-- START Record extracts --

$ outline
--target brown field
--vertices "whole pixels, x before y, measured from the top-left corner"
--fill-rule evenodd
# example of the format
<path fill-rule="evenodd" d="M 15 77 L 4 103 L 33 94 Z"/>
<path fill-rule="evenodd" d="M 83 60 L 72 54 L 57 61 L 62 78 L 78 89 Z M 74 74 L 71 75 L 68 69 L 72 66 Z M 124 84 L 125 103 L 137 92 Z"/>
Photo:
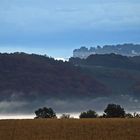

-- END Record extracts --

- What is expected:
Reproduce every line of the records above verbatim, leaving out any picture.

- Exercise answer:
$ outline
--target brown field
--vertices "whole pixels, x before y, measured from the top-left corner"
--fill-rule evenodd
# example of the format
<path fill-rule="evenodd" d="M 15 77 L 4 103 L 33 94 Z"/>
<path fill-rule="evenodd" d="M 83 60 L 72 54 L 57 61 L 62 78 L 78 89 Z M 74 74 L 71 75 L 68 69 L 72 66 Z M 124 84 L 125 103 L 137 92 Z"/>
Photo:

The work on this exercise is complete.